TEXT TO READ:
......
Digging deeper in our aes_encrypt, I started to see some confused naming like wmemchr3, atexit3, swprintf2,… And if you tried to check these functions, there will be more and more confused functions just like those. Despite being weirdly named, these functions are actually being used to do encryption on our input. Also because there’re so many functions, I have to debug and take notes so I can progress faster.

I spent around 1-2 hours debugging and observing memories to grasp the basic idea of the encryption routine, and to save some time for readers, I will summarize the flow in following bullet points:

It creates a 256 bytes array with static values
Combining above array to start encrypting our input in 16 rounds, each round will encrypt our input 16 times. While this is happening, it also modifies the above array.
Finally it applies the encryption one more time to each characters of our input and compare the result to a fixed byte array of size 64 bytes.
Note: Instead of using iteration to make the encryption process looks pretty, author decided to create unique functions for each iteration. So instead of using a loop and calling just one function, the program will call nth unique functions if it loops nth time. As a result, the program doesn’t look nice at all and debug this is pure pain.

I’m a total noob at crypto so the above idea may not match the intention of author’s algorithm, but at least I managed to use those ideas to solve this challenge.

Recreate program’s flow in Python

While I was solving this challenge and coming to this step, I had already passed half of the contest time and I was at the bottom of the scoreboard, I knew I had to quickly finish this step because this is the most important and frustrating step in this whole challenge. Then I came up with an approach: Instead of trying to recreate everything exactly like the binary, I’ll try to extract every values that only interact with our input and recreate the program by using these values.

For example if an encryption flow (of course I make this up completely) works like this:

def encryption(input, table):
    # ....
    table[i] = table[table[j]]
    # ....
    input[i] = (input[i] + table[i]) ^ (input[i] - table[i])
    # ....
    table[table[i]] = table[j]
    # ....

You can notice that it’ll swap values in table and apply them to our input, if we somehow knew the exact value of table[i] right before applying them to input, we just simply don’t care about what’s happening to table anymore. This will help me to reduce the amount of mistakes I make while reversing and reimplementing this code and save a lot of time if the binary I’m working is big.
......
RECORD SET:
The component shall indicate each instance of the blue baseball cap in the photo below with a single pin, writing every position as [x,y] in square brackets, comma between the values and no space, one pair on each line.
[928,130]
......
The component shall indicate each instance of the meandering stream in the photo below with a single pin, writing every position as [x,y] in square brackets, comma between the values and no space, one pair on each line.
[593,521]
......
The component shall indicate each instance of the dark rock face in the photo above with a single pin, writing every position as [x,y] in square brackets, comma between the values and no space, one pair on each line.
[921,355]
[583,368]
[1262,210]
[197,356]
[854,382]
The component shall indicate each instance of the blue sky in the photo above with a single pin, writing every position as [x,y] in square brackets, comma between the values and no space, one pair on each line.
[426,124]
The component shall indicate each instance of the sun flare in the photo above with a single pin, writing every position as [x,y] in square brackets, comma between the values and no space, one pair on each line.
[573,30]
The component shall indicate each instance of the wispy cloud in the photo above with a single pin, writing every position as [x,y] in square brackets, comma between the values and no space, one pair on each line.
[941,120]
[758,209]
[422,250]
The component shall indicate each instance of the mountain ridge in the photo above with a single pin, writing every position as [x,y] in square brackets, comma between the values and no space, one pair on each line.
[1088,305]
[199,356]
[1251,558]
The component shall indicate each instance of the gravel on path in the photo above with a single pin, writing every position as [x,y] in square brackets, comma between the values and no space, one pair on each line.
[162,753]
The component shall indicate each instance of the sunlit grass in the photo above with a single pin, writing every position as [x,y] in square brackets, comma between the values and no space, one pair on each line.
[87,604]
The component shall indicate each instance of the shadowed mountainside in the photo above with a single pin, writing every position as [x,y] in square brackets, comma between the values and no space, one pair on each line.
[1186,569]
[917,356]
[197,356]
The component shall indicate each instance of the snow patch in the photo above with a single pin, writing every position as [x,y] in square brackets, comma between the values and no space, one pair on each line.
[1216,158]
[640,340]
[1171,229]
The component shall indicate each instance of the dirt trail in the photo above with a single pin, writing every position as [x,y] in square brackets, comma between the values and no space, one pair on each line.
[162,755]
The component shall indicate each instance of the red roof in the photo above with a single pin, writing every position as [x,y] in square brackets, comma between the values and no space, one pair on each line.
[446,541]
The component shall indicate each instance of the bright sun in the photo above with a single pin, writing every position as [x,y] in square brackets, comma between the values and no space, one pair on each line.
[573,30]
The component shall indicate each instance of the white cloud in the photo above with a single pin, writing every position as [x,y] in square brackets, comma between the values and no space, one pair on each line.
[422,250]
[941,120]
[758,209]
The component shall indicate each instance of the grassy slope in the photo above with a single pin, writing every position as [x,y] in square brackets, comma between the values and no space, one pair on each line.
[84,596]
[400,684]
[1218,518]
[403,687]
......
Reproduce the passage from the reverse-engineering write-up word for word, from "I’m a total" up to and including "using these values.".

RESPONSE TO THE EXERCISE:
I’m a total noob at crypto so the above idea may not match the intention of author’s algorithm, but at least I managed to use those ideas to solve this challenge.

Recreate program’s flow in Python

While I was solving this challenge and coming to this step, I had already passed half of the contest time and I was at the bottom of the scoreboard, I knew I had to quickly finish this step because this is the most important and frustrating step in this whole challenge. Then I came up with an approach: Instead of trying to recreate everything exactly like the binary, I’ll try to extract every values that only interact with our input and recreate the program by using these values.